* _EXERCISE REQUIREMENTS_:
Beneath this line is the data. Output exactly the lines from the line with "Where can the girl in blue" to the line with "Where can the black dress", both ends included, and nothing more.

* _DATA FOR ANALYSIS_:
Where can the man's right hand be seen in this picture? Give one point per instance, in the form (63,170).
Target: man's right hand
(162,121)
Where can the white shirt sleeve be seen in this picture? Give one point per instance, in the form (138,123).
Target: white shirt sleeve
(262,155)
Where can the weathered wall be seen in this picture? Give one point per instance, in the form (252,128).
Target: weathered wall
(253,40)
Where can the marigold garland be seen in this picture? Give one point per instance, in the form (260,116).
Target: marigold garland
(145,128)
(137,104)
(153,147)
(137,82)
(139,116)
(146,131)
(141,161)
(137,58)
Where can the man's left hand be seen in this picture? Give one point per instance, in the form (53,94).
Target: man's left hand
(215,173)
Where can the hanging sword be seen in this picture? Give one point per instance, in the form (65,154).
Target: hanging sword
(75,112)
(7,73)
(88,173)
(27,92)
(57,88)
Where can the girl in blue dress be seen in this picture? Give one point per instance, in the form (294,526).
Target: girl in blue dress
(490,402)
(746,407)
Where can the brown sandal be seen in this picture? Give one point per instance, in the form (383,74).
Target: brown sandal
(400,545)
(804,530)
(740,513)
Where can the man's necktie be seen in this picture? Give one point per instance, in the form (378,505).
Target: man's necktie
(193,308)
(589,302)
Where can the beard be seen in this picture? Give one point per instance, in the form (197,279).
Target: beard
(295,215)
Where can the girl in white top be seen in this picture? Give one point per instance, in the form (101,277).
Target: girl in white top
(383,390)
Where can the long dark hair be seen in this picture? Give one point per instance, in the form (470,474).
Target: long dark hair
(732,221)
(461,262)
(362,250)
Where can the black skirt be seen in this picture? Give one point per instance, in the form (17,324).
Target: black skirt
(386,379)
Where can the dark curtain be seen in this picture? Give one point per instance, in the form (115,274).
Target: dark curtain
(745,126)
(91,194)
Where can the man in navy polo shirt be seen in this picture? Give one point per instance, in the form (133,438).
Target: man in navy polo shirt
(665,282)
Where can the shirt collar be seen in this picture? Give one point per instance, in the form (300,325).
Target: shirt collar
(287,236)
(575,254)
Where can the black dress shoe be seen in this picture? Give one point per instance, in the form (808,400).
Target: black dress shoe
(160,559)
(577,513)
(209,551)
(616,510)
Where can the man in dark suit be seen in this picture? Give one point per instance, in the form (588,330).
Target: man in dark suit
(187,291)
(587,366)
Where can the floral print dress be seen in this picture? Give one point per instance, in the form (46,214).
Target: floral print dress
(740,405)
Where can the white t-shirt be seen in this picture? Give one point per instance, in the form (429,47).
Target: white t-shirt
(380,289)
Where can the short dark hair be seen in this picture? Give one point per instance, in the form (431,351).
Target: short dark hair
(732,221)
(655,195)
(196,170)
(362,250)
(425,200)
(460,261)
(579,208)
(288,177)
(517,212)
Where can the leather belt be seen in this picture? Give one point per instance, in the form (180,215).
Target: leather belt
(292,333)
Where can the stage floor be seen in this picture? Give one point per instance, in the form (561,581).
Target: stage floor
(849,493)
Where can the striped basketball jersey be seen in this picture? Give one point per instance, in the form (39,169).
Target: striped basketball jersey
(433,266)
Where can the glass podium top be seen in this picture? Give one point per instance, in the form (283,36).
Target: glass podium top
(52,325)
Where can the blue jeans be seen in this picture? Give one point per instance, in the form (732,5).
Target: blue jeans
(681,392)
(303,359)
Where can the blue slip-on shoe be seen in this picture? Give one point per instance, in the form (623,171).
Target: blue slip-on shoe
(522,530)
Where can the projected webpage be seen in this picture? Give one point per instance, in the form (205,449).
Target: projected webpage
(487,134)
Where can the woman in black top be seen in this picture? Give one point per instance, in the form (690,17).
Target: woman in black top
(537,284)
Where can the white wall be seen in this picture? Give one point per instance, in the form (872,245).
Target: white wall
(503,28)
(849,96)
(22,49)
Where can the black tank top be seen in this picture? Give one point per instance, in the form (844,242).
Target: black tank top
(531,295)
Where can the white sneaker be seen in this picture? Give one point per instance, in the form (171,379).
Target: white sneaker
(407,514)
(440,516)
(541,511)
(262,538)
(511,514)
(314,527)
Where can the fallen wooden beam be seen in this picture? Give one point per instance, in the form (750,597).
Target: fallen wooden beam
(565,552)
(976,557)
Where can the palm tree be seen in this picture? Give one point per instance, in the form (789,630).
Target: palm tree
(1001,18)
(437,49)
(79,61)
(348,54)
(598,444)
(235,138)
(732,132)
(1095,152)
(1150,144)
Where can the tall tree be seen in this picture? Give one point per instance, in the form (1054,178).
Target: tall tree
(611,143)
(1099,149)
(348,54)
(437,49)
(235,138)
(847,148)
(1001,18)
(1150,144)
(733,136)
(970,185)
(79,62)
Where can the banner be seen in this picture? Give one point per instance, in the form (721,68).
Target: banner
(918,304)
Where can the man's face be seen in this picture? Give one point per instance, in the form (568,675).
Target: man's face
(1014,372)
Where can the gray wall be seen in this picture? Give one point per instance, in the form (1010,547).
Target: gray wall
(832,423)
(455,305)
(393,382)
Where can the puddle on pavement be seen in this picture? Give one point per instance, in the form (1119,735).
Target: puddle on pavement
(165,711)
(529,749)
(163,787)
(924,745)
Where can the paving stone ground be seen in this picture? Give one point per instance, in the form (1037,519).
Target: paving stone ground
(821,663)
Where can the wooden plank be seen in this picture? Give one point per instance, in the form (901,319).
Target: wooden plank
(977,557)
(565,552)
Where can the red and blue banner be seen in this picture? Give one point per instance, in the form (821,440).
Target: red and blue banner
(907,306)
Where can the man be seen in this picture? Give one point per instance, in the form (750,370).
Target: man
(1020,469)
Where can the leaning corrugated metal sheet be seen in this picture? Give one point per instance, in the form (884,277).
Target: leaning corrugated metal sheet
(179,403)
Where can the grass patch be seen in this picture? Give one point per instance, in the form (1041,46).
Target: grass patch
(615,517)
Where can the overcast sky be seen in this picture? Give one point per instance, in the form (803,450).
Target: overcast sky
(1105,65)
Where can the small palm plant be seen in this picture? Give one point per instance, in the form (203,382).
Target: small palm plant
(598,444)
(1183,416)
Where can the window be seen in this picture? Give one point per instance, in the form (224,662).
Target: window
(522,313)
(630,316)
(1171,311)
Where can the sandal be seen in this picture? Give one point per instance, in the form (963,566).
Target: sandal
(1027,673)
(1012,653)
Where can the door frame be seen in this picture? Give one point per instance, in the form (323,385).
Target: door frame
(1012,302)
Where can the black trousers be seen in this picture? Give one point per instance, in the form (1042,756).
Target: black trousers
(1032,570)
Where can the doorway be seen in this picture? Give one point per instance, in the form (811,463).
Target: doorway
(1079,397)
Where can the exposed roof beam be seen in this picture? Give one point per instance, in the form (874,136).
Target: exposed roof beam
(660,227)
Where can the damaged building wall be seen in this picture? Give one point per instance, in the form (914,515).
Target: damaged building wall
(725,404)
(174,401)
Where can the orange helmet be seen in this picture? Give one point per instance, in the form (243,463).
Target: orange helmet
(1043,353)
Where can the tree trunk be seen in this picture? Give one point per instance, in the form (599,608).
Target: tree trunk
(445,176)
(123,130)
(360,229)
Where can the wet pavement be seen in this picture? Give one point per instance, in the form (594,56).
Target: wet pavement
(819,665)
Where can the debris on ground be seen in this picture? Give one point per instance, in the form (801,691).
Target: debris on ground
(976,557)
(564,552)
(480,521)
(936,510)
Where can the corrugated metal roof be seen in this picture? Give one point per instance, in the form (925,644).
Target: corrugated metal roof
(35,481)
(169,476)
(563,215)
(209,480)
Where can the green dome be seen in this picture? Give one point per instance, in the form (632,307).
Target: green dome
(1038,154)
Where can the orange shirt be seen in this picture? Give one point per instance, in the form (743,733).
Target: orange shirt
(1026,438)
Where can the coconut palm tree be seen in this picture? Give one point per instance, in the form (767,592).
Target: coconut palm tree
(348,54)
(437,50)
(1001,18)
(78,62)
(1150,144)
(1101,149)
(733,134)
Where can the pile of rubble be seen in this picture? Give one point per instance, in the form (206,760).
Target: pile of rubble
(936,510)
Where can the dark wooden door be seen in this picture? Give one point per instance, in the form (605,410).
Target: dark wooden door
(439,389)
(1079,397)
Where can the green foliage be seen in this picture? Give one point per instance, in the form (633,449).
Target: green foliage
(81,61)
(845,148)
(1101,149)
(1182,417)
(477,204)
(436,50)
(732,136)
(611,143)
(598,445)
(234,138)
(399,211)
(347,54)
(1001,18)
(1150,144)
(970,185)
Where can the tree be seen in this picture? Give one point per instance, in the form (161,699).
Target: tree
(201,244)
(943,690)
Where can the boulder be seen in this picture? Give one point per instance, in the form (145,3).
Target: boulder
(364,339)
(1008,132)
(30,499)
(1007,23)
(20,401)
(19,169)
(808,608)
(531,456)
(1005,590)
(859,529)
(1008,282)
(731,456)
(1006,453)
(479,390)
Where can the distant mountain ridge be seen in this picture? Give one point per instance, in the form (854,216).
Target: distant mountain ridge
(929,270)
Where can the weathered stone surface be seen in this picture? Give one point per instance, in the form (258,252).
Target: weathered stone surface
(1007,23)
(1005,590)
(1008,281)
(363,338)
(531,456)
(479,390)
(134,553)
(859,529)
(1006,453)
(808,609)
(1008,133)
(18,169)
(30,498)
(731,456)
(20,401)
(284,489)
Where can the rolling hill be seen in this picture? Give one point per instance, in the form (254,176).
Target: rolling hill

* _ANSWER AREA_:
Where can the girl in blue dress be seen in this picture? Give one point per instance, in the form (294,526).
Target: girl in blue dress
(490,402)
(746,407)
Where can the brown sandal be seen in this picture? Give one point per instance, in the form (383,74).
Target: brown sandal
(400,545)
(804,530)
(740,513)
Where can the man's necktie be seen in this picture? Give one point per instance, in the form (378,505).
Target: man's necktie
(193,308)
(589,302)
Where can the beard be seen in this picture? Give one point per instance, in the form (197,279).
Target: beard
(295,215)
Where can the girl in white top be seen in this picture? Give one point per instance, in the form (101,277).
Target: girl in white top
(383,390)
Where can the long dark hair be seen in this picture? Give one point per instance, in the form (470,474).
Target: long dark hair
(732,221)
(461,262)
(362,250)
Where can the black skirt be seen in this picture? Give one point per instance, in the form (17,324).
Target: black skirt
(386,379)
Where can the dark curtain be seen in this picture? Give one point per instance, in the form (115,274).
Target: dark curtain
(745,126)
(91,194)
Where can the man in navy polo shirt be seen in this picture? Give one point per instance, in the form (133,438).
Target: man in navy polo shirt
(665,282)
Where can the shirt collar be seen in this picture? Give one point per instance, in the form (300,325).
Target: shirt collar
(287,236)
(575,254)
Where can the black dress shoe be seen in this picture? Give one point per instance, in the form (808,400).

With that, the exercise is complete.